■ REQUEST A ■
Count the lines in the rows below that contain the string "positive". Reply with the number alone.

After watching the fallout from the new Georgia voting law passed two weeks ago, I’ve come to five conclusions.
-The right to vote shouldn’t be a partisan issue, but sadly has become one.
-The new law isn’t about election integrity, it’s meant to suppress voting.
-The law has set off a chain reaction that continues to this day.
-The consequences here are changing the relationship between politics (mostly the GOP) and business.
-And in all this there is nuance and a good many twists to the story.
Used to be that if you ran a business in America you’d stay as far away as possible from politics, (unless you sold George McGovern T-shirts or some such.) The math was simple. Take a stand and potentially lose 40% to 60% of your customers. So most businesspeople when asked a question about politics kept mum, even when they felt strongly about an issue.
We accepted this choice of money over principles because as customers, employees or shareholders while we might not agree with someone's politics, we just wanted the business relationship and knowing someone’s politics might make things awkward, inconvenient or uncomfortable.
But this has been changing in recent years, and now taken to another level with the Georgia voting law, the fallout of which has rippled from Fortune 500 companies and prominent executives to Major League Baseball and golf, as well as politics in Texas, Colorado, Kentucky and beyond.
To get into this let me take you through what’s transpired over the past two-plus weeks because it’s historic but also a bit convoluted.
Let’s start with the new Georgia law itself, the 98-page "Election Integrity Act of 2021," signed on Thursday, March 25. Charges that the law amounted to nothing less than voter suppression, particularly of Black voters, came fast and furious. In fact the bill, (which started off as a two-page measure ballooned to its current omnibus octopus), was watered down to a degree to remove what critics considered to be its most egregious features—such as a ban on Sunday voting, something of an after-church tradition amongst Black voters. Activists quickly filed lawsuits challenging the bill and President Biden lashed out as well.
Business leaders spoke out too, with more likely to come. Yale professor Jeffrey Sonnenfeld is holding a CEO confab today, which the executives requested, to organize resistance to the bill and others like it, (more on that later.)

■ REQUEST B ■
Transcribe the passage of the Georgia voting law article above from "Let’s start with" to "on that later.)" without changing a word.

■ EXTRACTED RECORDS ■
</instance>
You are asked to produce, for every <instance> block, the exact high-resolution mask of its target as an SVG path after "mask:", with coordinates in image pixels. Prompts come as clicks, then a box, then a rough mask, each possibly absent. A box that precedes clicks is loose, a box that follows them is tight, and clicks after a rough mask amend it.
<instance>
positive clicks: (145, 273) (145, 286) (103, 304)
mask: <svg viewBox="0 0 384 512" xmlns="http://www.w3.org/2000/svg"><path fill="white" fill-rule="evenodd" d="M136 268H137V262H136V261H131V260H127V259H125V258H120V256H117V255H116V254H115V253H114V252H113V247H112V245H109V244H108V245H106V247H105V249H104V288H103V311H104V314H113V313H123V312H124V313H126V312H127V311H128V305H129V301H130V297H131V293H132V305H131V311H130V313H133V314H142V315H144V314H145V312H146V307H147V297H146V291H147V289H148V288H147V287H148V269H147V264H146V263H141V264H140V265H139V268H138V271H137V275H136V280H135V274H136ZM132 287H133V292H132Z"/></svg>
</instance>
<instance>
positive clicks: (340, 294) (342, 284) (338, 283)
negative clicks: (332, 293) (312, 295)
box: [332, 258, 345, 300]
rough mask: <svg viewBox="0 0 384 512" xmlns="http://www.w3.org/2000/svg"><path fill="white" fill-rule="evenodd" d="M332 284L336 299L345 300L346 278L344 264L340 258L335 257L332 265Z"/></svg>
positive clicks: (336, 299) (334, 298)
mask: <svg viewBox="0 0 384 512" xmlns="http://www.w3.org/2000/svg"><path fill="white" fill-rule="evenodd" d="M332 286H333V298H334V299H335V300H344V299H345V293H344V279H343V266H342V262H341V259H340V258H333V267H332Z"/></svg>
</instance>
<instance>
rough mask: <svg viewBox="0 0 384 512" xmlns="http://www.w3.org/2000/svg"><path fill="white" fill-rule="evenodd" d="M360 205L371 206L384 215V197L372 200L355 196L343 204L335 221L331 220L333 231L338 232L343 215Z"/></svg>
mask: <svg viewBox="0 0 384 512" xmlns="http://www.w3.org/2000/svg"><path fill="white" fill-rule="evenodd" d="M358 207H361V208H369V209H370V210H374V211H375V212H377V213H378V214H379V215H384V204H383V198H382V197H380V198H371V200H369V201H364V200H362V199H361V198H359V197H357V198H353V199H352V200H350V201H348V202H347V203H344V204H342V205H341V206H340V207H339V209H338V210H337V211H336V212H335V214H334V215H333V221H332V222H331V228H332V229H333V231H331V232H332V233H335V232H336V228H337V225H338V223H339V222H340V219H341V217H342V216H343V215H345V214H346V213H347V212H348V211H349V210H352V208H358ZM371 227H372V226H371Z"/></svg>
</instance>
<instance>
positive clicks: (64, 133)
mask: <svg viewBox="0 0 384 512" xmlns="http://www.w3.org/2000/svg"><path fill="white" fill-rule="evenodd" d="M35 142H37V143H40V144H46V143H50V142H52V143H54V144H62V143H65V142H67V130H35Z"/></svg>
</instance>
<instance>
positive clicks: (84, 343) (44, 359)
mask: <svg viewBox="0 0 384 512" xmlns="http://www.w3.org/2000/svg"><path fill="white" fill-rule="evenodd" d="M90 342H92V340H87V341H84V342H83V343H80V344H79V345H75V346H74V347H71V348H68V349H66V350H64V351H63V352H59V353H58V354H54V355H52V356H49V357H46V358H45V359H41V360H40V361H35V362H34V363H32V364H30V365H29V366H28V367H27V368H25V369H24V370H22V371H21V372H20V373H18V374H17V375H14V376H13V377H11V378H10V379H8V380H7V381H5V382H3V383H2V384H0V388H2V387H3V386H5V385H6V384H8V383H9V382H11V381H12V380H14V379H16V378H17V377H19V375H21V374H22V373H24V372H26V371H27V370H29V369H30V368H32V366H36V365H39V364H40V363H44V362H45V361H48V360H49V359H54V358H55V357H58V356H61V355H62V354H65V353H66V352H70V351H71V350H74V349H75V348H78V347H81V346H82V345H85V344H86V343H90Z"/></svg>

■ WORKED SOLUTION A ■
5

■ WORKED SOLUTION B ■
Let’s start with the new Georgia law itself, the 98-page "Election Integrity Act of 2021," signed on Thursday, March 25. Charges that the law amounted to nothing less than voter suppression, particularly of Black voters, came fast and furious. In fact the bill, (which started off as a two-page measure ballooned to its current omnibus octopus), was watered down to a degree to remove what critics considered to be its most egregious features—such as a ban on Sunday voting, something of an after-church tradition amongst Black voters. Activists quickly filed lawsuits challenging the bill and President Biden lashed out as well.
Business leaders spoke out too, with more likely to come. Yale professor Jeffrey Sonnenfeld is holding a CEO confab today, which the executives requested, to organize resistance to the bill and others like it, (more on that later.)